#### [Tasks to perform]
1. In the resume, reproduce the passage from "Experienced in working" to "machine learning models.", swapping "SQL" for "PostgreSQL".
2. According to the resume, at which company was the 10-week research internship held?
Text segment START
Data Scientist. Mathematics Master's (MMath) graduate from the University of Oxford.

Experience

(June 2022 - Present) Data Scientist - BIOStress

First full-time data science hire at an early stage startup, responsible for all the models and data pipeline.

  • Pioneered the development of a stress detection algorithm utilising time-series signals from wearable devices leading to improved accuracy and increased robustness
  • Utilised statistical machine learning classification models and cross-validated against scientific literature to design a state-of-the-art model that surpassed all others in both scientific and commercial domains
  • Mentored and supervised a master's student over a 3-month internship, providing guidance and setting projects to help them develop their data science skills

(July 2021 - September 2021) Research Intern - Oxehealth

10 week internship at a vision-based medical device company.

  • Evaluated viability of a new product by analysing medical literature, writing a module to wrangle physiological data, and training machine learning models to give insight into a key focus area for the company
  • Developed tools with PySpark to audit large amounts of data leading to a scalable way to evaluate algorithm performance across the estate
  • Experience working with sensitive medical data from care homes and NHS mental health trusts

Education

(2018 - 2022) University of Oxford, Integrated Master's in Mathematics (MMath).

Master's thesis on the statistical behaviour of protein folding using data from computational models.

Areas of focus:

  • Statistics and data science
  • Computational biology
  • Machine learning and deep learning
  • Numerical methods
  • Information theory

(2016 - 2018) King's College London Mathematics School.

A-Levels: Mathematics (A*), Further Mathematics (A*), Physics (A)

AS-Levels: Computer Science - Python (A), Further Additional Mathematics (A)

Expertise

Experienced in working on large code bases, version control and CI/CD (git), Linux (Debian-based/Ubuntu, desktop and server), and SQL. Particular aptitude for quantitative analysis of physiological and time-series data and building robust and explainable machine learning models.

Python: Multiple years of experience across professional, personal, and academic settings. Use of best practice standards such as PEP8, type hinting, and environment management.

  • Analysed large amounts of data from medical devices and protein folding models using PySpark, Pandas, and NumPy
  • Visualised data for preliminary data exploration and testing heuristic models with Plotly, and Matplotlib
  • Built time-series machine learning classifier models and conducted novel experiments in deep learning robustness with Scikit-Learn, Keras, PyTorch, and fastai

MATLAB: Created a novel numerical algorithm to solve large, over-determined systems of linear equations in a third-year university project, this algorithm outperformed existing methods on some metrics. Writeup available here.
Text segment END
Given records START
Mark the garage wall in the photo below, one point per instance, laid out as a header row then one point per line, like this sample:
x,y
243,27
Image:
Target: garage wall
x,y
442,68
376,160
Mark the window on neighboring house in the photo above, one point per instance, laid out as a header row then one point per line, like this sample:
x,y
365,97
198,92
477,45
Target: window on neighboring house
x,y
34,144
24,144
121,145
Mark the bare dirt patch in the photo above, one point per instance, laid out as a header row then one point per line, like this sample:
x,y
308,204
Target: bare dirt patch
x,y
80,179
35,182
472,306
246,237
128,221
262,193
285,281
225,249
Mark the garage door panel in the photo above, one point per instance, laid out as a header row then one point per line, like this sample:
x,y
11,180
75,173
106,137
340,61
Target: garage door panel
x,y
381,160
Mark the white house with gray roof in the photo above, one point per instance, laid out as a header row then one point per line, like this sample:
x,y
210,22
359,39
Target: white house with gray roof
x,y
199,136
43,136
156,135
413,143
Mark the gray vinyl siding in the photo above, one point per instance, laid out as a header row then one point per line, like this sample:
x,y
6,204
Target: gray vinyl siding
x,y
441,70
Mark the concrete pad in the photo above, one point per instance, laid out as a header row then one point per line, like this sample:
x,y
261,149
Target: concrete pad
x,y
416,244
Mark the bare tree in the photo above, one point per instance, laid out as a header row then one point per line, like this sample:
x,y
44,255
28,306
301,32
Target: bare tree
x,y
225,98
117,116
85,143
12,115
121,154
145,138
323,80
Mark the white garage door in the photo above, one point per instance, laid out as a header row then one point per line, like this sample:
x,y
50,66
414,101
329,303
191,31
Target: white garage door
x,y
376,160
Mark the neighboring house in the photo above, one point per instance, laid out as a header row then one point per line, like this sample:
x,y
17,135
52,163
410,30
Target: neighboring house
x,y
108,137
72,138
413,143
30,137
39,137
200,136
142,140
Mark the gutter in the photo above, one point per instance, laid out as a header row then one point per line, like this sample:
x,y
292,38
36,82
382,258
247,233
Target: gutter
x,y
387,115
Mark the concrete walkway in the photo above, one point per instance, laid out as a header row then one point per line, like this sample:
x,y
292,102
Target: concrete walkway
Given records END
#### [Answers given]
1.
Experienced in working on large code bases, version control and CI/CD (git), Linux (Debian-based/Ubuntu, desktop and server), and PostgreSQL. Particular aptitude for quantitative analysis of physiological and time-series data and building robust and explainable machine learning models.

2. Oxehealth, a vision-based medical device company.